▶ **Goal of the exercise**: Report back the lines in this listing that carry the string "like".

▶ **Records shown**:
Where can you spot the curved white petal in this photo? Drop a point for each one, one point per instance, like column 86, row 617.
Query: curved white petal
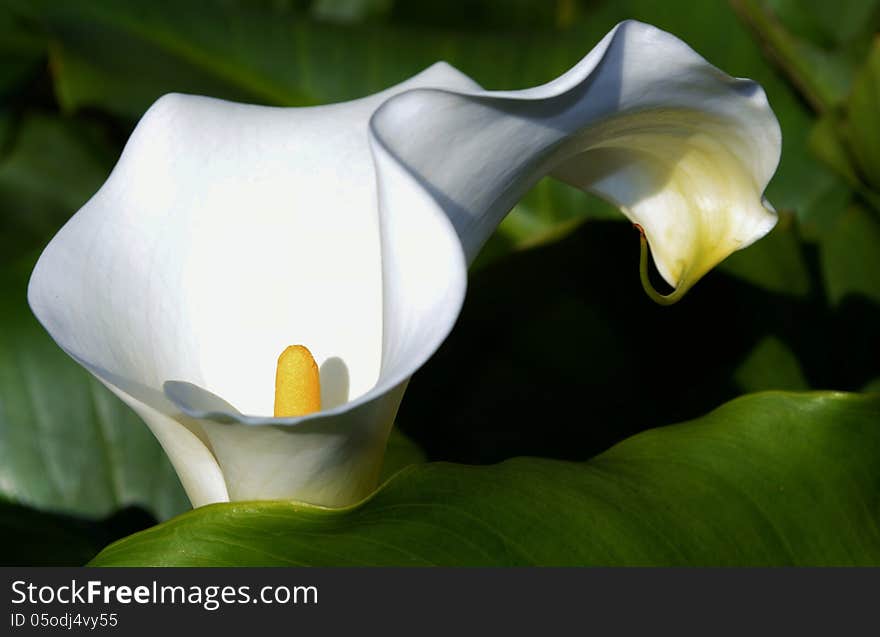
column 685, row 150
column 229, row 231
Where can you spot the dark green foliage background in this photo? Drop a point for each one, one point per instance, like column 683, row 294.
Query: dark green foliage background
column 558, row 354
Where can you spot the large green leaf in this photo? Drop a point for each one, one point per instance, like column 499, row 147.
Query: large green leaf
column 770, row 478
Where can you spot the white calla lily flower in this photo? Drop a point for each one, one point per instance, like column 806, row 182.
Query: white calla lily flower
column 228, row 231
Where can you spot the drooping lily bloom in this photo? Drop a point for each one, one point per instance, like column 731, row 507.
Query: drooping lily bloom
column 228, row 232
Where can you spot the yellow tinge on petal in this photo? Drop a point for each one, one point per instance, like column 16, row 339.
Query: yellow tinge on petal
column 297, row 383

▶ **Answer space**:
Where can you spot the curved white petal in this photo? Drop a point for each one, one point per instance, like column 86, row 617.
Where can you spot the dark green foliage background in this photo? Drop a point for each one, one point per instance, like column 683, row 294.
Where can you spot the large green leaf in this photo? Drop a point for each one, one point per instance, like column 499, row 147.
Where can you spot the white calla lily flower in this photo? Drop a point for each one, one point per instance, like column 806, row 182.
Where can you spot the drooping lily bloom in this photo? Drop a point for each one, one point per instance, like column 731, row 507.
Where can you spot the yellow tinge on petal in this photo? Drop a point for each one, one point per instance, like column 16, row 339.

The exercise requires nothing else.